* EXCERPT PROVIDED:
BEGIN

This is where some of the most macabre work known to man happens. His response to “What goes on in your mind when you work on a body”, makes me dizzy. “Kuch nahi, jyaada sochneka nahi, bus kaam khatam karneka, taaka maarne ka, aur body ko bhej dene ka.”

This skill of tuning out is critical for a certain kind of work and the people who do it. Count conservancy workers and rat-catchers in the lot.

Kaka is reluctant to swap job details, and what little he does is too graphic to share. But there’s a hint of loathing. Loathing for the dead, some of whom have met ends so violent, they no longer seem human. Loathing for his lot, the job that pays him ₹8,000 every month, the equivalent of what a rich kid probably spent on his Tinder date last night. Loathing for life.

END

* EXERCISE GOAL: Rewrite everything from "Kaka is reluctant" down to "Loathing for life." in the passage about Kaka's work, substituting "dinner date" for "Tinder date".

* SUPPLIED RECORDS:
BEGIN

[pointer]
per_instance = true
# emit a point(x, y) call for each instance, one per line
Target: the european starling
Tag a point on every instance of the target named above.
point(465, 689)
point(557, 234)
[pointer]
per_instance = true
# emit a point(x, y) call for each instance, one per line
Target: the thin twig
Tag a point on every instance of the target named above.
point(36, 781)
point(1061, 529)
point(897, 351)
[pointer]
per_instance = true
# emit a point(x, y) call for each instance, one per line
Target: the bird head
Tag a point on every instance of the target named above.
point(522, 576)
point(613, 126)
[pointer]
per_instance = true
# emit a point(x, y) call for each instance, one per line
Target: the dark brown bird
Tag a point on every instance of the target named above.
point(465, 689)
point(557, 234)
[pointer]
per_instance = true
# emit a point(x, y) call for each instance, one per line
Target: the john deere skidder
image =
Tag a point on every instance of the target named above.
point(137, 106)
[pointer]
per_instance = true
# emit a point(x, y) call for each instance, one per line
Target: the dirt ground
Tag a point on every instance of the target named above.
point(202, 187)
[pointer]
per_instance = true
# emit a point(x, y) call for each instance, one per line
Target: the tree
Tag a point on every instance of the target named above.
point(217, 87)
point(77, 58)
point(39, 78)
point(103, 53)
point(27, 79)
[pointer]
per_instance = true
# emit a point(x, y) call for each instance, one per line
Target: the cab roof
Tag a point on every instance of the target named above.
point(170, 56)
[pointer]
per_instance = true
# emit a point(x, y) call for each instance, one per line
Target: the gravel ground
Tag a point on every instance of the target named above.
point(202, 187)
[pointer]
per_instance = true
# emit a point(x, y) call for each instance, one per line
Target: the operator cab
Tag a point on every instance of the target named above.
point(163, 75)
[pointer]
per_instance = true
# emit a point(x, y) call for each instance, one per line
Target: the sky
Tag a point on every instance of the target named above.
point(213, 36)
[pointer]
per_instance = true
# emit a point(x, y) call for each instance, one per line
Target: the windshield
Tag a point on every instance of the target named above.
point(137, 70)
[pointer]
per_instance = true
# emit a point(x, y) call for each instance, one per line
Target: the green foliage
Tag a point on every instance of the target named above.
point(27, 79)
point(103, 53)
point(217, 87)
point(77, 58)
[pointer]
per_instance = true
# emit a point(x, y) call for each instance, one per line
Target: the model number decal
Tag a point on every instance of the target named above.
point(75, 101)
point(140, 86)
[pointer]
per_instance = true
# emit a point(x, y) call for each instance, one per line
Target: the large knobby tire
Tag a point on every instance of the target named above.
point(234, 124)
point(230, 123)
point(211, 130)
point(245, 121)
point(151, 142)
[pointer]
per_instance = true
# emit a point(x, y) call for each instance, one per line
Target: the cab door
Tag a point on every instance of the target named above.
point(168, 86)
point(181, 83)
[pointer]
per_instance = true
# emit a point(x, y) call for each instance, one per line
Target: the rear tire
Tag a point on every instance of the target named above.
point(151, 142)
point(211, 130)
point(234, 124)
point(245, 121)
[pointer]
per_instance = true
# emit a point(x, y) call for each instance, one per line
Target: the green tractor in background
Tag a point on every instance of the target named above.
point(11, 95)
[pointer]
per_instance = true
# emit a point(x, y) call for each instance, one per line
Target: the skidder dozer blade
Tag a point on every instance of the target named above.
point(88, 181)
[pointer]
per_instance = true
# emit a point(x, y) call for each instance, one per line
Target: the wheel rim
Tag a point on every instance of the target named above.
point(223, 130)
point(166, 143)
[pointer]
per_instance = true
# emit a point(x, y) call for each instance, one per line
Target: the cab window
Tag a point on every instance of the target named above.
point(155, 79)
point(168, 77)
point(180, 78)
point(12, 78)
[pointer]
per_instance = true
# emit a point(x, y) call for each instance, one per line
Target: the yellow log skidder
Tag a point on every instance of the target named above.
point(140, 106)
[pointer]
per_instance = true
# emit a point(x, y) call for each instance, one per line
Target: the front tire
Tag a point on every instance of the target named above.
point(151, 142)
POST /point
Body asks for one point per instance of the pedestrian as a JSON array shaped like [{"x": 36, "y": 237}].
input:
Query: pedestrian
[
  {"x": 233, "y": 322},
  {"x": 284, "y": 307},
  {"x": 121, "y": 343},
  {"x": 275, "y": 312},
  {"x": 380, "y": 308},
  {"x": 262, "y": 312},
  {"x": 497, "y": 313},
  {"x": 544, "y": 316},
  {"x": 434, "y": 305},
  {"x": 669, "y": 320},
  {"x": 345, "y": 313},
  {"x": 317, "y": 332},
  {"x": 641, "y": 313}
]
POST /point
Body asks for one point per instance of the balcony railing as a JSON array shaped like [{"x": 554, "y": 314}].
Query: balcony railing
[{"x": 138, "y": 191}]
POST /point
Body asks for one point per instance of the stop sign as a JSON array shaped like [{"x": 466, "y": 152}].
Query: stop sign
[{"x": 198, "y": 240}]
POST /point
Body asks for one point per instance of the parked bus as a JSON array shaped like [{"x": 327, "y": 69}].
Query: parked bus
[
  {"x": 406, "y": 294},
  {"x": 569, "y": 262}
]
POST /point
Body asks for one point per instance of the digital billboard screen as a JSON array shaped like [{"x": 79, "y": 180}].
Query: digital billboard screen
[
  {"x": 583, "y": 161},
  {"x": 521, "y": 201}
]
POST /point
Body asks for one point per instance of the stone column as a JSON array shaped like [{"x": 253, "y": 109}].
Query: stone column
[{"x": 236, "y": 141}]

END

* SOLUTION TO THIS PROBLEM:
Kaka is reluctant to swap job details, and what little he does is too graphic to share. But there’s a hint of loathing. Loathing for the dead, some of whom have met ends so violent, they no longer seem human. Loathing for his lot, the job that pays him ₹8,000 every month, the equivalent of what a rich kid probably spent on his dinner date last night. Loathing for life.